▸ Source passage:

Just mention it manually, and it will read the surrounding code and answer right in the thread with:
- A clear, concise answer based on the code and the context.
- Additional insights or clarifications if needed (e.g., explaining a complex change, suggesting alternatives).
This is super useful when you want a second opinion or quick advice without waiting for a human reviewer.
This is a really simple question here 😄
🛠️ Customizing Gemini for Your Project
By default, Gemini Code Assist acts like a well-trained reviewer even without any customization.
Here’s what it looks for when reviewing your pull requests:
- Correctness: It checks if your code actually does what it’s supposed to. Gemini looks for logic errors, bad API usage, forgotten edge cases, or even race conditions.
- Efficiency: It spots performance issues like unnecessary loops, memory leaks, inefficient data structures, and heavy logging that could slow down your app.
- Maintainability: Gemini cares about your future self. It flags messy variable names, overly complex functions, code duplication, missing documentation, inconsistent formatting, and anything that could make your code harder to read or maintain.
- Security: It keeps an eye out for common security issues like input validation problems, insecure data storage, missing access controls, or vulnerabilities like CSRF and IDOR.

▸ Dataset extract:

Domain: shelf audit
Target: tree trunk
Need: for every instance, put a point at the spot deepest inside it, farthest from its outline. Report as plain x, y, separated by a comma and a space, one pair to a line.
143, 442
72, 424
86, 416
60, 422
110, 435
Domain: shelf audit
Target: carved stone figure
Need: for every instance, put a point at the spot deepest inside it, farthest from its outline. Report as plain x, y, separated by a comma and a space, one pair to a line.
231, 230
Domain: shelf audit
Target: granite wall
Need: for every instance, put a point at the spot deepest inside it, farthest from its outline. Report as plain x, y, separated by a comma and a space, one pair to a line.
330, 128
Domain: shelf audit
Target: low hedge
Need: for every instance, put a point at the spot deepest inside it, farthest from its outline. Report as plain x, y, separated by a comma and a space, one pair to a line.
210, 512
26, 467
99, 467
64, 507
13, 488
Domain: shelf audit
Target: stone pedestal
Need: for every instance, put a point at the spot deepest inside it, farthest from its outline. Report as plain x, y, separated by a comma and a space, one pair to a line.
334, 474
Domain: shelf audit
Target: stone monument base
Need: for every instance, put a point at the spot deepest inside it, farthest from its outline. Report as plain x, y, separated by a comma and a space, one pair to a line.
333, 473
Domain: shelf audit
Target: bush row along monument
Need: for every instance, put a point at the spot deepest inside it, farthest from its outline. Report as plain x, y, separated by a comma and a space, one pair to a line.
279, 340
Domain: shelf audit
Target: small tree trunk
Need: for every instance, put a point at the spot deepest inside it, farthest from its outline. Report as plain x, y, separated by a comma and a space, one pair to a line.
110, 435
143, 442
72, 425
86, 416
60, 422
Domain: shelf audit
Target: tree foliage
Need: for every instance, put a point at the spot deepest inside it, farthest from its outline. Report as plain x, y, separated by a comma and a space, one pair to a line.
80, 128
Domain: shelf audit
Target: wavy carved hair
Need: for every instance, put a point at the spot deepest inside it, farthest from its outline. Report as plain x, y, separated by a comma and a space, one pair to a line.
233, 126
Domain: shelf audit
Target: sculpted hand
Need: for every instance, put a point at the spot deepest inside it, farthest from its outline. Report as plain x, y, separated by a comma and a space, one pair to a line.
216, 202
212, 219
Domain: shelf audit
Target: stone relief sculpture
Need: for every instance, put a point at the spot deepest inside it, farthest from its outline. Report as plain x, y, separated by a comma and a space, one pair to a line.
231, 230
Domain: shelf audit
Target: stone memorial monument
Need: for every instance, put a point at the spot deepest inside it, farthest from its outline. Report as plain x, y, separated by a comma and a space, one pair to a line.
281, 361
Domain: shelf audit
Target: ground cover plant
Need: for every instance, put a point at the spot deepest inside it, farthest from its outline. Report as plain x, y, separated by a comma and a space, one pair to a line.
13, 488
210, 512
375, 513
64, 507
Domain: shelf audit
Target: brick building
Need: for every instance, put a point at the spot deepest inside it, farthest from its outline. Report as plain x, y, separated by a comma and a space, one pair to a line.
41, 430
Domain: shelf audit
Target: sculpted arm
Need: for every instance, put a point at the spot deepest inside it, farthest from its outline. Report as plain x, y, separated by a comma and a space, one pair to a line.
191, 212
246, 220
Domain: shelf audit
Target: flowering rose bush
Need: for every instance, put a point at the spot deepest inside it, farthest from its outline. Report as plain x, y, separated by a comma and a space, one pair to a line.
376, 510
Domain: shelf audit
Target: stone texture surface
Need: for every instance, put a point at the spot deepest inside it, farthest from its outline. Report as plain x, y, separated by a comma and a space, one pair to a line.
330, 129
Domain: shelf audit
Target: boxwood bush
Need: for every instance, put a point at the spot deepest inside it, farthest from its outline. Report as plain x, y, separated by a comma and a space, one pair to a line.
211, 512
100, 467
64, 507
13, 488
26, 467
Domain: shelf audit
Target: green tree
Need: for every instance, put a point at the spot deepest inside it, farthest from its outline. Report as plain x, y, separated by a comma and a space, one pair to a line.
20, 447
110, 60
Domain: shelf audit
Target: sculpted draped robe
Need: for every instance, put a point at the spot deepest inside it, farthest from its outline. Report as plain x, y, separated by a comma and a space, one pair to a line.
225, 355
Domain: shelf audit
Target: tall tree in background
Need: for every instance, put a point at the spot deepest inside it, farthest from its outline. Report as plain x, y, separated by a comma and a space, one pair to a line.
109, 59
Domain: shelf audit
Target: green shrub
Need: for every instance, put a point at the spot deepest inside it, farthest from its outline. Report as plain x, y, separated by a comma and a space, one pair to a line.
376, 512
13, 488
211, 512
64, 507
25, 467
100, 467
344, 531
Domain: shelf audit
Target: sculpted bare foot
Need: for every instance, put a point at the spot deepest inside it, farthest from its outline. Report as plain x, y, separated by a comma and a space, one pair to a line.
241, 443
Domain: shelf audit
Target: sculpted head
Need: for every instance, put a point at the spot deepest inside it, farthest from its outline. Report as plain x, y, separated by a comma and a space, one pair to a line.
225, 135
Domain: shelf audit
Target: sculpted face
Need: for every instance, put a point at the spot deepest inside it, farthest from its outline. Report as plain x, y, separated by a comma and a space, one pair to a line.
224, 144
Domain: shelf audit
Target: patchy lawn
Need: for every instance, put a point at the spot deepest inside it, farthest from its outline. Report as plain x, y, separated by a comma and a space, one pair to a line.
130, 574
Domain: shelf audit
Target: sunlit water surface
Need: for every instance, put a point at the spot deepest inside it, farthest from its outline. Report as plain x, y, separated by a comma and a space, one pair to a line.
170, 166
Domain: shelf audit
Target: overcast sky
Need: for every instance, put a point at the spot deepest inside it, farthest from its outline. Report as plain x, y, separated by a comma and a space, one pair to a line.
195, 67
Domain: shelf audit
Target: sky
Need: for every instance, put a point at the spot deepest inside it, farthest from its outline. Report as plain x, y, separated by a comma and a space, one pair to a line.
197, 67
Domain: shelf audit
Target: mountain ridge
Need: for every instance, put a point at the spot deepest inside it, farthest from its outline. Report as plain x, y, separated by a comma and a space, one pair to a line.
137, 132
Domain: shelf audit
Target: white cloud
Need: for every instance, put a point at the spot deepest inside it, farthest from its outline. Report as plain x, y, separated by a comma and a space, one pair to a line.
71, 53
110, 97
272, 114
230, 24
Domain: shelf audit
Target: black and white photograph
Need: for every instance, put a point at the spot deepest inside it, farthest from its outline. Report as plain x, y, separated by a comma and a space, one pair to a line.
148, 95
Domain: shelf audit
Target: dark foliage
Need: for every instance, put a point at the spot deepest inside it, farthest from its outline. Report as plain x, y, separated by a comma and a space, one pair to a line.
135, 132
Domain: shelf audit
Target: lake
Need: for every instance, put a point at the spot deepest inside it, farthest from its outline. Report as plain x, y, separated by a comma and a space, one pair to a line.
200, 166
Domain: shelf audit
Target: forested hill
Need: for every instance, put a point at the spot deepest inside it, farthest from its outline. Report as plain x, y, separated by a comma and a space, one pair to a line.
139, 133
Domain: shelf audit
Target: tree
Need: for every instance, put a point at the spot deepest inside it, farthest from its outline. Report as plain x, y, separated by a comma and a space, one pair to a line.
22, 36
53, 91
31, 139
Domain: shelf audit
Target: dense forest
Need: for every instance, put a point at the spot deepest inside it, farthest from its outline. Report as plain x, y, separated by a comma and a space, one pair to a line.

▸ Task to carry out: Reproduce the Gemini Code Assist passage starting at "Just mention it" and ending at "change, suggesting alternatives).", swapping "thread" for "conversation". The items are separate material, unrelated to the Gemini Code Assist passage.

▸ Result for this task:
Just mention it manually, and it will read the surrounding code and answer right in the conversation with:
- A clear, concise answer based on the code and the context.
- Additional insights or clarifications if needed (e.g., explaining a complex change, suggesting alternatives).